AGNES: My clothes are discreet, they're not really for the runway. People like to see them up close. They want to try them on. And it's a big energy to make a show. In the end, I prefer to make a film. So this time I did a movie.

MARY: Oh great.
AGNES: I put the clothes in different situations with the models and I did a little story for each theme. It's a twelve-minute film, and we're showing it around the world. And it's much better than a runway show. There are all these little jokes in the movie, and we're fighting and dancing, and there's a funny wedding scene. I prefer to make a movie.

MARY: So that's once a year?
AGNES: No, it's twice — for the summer and winter collections.
MARY: Do you think there's a particular French style of dressing? It used to be very distinct.
AGNES: I think more and more it's less different from New York or London. Because people have the same culture and they see the same movies and they have the same influence for music and everything.

MARY: And your wardrobe?
• • • •
*WRITTEN PROBLEM*. Can you rewrite the interview's paragraph that begins "I put the clothes in different situations" as a short list that keeps its main facts?

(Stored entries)
• • • •
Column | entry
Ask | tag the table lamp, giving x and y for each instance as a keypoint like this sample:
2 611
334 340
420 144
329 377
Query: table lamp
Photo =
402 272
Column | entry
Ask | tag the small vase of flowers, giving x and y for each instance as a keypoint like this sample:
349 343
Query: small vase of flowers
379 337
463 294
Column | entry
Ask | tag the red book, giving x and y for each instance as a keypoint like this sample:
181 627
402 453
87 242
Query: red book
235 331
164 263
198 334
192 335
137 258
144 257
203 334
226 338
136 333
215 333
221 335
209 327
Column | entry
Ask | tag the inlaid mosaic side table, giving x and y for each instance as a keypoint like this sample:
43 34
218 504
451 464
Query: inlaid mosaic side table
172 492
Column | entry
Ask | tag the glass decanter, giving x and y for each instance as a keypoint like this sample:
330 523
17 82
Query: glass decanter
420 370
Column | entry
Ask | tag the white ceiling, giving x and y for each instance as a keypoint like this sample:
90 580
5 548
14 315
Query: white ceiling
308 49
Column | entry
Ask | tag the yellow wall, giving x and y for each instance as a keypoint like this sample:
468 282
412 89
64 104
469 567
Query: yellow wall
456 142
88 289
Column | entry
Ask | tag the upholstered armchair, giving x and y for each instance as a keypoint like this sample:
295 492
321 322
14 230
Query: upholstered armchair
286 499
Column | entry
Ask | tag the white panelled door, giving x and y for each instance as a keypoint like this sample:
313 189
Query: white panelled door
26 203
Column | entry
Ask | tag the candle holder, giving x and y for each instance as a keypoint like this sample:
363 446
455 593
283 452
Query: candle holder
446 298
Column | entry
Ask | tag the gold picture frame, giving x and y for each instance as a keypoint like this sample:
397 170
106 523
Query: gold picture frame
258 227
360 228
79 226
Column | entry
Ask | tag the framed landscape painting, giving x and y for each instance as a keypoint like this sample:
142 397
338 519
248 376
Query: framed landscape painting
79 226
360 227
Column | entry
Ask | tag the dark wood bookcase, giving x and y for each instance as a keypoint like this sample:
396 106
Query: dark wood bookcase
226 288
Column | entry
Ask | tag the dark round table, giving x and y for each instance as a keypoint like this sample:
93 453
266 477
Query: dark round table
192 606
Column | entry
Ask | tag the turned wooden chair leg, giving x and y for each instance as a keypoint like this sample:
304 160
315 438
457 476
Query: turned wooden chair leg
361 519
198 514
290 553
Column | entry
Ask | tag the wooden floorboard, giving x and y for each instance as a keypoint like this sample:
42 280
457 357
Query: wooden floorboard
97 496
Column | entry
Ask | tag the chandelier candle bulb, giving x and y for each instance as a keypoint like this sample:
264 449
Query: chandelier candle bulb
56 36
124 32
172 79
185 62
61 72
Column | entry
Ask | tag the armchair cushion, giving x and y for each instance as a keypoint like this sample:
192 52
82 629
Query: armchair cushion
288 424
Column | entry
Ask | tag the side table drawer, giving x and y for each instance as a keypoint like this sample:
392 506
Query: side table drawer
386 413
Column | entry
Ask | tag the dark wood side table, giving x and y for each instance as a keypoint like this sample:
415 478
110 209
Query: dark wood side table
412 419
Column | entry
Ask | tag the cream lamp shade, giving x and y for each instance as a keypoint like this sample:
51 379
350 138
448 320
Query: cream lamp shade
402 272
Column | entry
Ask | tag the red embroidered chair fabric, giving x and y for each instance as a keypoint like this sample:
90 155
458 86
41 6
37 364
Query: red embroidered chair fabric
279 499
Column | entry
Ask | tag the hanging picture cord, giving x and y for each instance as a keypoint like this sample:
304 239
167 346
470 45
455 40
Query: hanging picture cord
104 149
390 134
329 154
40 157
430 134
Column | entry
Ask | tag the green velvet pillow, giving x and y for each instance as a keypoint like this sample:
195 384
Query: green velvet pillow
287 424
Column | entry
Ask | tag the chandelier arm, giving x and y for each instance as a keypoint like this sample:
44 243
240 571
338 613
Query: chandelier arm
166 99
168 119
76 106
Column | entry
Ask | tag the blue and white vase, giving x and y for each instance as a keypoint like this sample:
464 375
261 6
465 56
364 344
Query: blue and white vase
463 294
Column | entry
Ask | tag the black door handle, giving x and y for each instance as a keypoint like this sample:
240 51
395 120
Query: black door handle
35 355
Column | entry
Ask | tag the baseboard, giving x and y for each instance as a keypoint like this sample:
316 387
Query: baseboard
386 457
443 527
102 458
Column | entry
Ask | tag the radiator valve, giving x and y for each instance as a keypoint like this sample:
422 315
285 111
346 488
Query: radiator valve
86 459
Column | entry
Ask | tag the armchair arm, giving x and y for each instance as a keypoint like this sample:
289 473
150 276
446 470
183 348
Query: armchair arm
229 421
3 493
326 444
• • • •
*OUTPUT FOR THIS EXERCISE*.
- The clothes were placed in different situations with the models, with a little story for each theme.
- The result is a twelve-minute film that is being shown around the world.
- Agnes finds it much better than a runway show and prefers making a movie.
- The film has little jokes, fighting, dancing and a funny wedding scene.